- TASK TO COMPLETE
Recast the stretch from the start of the entries through the line containing "[242, 82, 266, 109]" as a two-column CSV with the headers input and output. Give each entry one row, with its text under input and its answer under output, each in a single quoted field with line breaks turned into spaces.

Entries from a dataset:
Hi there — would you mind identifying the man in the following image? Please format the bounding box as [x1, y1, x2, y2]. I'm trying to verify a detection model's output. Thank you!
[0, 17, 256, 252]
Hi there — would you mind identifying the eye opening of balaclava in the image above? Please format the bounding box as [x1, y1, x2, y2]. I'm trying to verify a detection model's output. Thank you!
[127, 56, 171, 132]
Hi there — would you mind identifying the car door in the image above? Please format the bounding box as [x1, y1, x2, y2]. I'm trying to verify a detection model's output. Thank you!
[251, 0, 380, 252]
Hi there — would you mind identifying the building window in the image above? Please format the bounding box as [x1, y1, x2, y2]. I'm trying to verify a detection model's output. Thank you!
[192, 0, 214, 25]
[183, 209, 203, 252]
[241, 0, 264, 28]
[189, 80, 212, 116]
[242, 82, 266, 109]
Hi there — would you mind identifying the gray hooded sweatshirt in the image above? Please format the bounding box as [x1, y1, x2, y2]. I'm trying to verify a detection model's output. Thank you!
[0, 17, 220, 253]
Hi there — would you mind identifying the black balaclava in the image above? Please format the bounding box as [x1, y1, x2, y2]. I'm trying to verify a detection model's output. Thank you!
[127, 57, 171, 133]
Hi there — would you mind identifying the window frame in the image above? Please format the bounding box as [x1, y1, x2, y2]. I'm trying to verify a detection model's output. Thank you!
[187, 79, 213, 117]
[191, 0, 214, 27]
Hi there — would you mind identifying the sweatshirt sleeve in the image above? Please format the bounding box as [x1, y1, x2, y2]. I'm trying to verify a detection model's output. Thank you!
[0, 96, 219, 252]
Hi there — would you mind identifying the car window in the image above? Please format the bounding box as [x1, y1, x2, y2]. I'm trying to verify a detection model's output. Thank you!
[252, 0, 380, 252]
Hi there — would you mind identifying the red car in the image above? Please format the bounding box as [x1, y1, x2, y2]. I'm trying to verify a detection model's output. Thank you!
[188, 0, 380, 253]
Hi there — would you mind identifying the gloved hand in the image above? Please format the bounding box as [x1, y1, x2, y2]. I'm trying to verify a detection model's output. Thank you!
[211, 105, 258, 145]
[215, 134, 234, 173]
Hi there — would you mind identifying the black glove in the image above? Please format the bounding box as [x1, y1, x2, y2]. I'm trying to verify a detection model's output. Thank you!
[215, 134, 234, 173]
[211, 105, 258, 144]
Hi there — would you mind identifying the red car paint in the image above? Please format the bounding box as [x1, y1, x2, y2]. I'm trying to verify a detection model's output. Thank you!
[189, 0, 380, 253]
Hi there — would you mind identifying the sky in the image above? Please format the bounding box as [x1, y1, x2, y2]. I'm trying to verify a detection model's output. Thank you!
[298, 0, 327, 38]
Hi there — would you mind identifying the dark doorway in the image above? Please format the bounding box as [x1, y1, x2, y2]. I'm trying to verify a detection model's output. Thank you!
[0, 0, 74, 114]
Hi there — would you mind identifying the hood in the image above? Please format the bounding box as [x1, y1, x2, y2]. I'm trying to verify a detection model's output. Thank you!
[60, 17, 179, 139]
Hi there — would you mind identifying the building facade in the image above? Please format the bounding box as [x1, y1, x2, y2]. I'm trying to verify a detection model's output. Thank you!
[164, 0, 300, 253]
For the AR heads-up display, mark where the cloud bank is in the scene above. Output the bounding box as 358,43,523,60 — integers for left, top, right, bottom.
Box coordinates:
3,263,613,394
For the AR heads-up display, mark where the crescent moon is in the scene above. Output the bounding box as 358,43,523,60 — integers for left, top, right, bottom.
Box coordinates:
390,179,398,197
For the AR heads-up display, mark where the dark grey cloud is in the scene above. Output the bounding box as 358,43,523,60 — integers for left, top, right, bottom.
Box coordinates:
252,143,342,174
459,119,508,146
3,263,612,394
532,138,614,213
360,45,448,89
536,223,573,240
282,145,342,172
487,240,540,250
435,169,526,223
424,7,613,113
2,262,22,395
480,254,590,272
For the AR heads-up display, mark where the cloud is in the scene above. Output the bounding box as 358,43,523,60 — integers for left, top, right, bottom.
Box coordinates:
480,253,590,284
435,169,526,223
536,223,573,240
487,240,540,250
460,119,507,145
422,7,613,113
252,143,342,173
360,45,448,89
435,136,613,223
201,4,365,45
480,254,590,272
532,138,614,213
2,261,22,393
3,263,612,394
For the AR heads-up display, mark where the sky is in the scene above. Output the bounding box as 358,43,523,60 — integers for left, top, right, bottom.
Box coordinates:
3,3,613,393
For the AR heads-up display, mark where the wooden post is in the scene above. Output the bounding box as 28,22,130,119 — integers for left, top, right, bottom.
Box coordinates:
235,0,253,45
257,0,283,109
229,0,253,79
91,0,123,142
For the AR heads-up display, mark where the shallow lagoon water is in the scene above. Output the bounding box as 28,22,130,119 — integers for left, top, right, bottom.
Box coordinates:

- TASK RESPONSE
input,output
"Hi there — would you mind identifying the man in the following image? Please format the bounding box as [x1, y1, x2, y2]. I'm trying to verify a detection model's output. Thank you!","[0, 17, 256, 252]"
"Hi there — would you mind identifying the eye opening of balaclava in the image above? Please format the bounding box as [x1, y1, x2, y2]. I'm trying to verify a detection model's output. Thank you!","[127, 56, 171, 132]"
"Hi there — would you mind identifying the car door in the image above? Please format the bounding box as [x1, y1, x2, y2]. I'm trying to verify a detection model's output. Thank you!","[251, 0, 380, 252]"
"Hi there — would you mind identifying the building window in the image above? Please format the bounding box as [x1, y1, x2, y2]. I'm trying to verify a detection model's output. Thank you!","[192, 0, 214, 25] [183, 209, 203, 252] [241, 0, 264, 28] [189, 80, 212, 116] [242, 82, 266, 109]"